[[ RECORDS, beginning ]]
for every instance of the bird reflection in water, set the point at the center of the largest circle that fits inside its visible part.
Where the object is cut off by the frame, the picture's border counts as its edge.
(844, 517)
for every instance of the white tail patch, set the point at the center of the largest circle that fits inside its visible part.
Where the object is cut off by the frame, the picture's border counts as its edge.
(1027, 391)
[[ RECORDS, end ]]
[[ RECORDS, beginning ]]
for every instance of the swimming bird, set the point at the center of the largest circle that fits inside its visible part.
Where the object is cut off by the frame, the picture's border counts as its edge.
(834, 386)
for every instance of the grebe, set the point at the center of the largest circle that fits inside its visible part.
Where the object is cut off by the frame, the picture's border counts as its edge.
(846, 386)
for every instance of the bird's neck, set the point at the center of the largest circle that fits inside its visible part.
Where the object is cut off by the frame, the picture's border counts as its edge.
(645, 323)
[[ RECORDS, end ]]
**WORK REQUIRED**:
Check each line above for the string "center" and copy the ones that have it.

**RESULT**:
for every instance of the bird reflection in water, set the point at the center of the largest circle that fits inside its visible part.
for every instance of the white tail patch, set the point at the center of the largest circle that fits inside its visible part.
for every instance of the swimming bird, set the point at the center of the largest circle that fits inside its visible part.
for every instance of the grebe, set the point at the center of the largest circle that fits inside its visible part.
for every instance of the bird's neck, set the point at the center of the largest circle that fits inside its visible part.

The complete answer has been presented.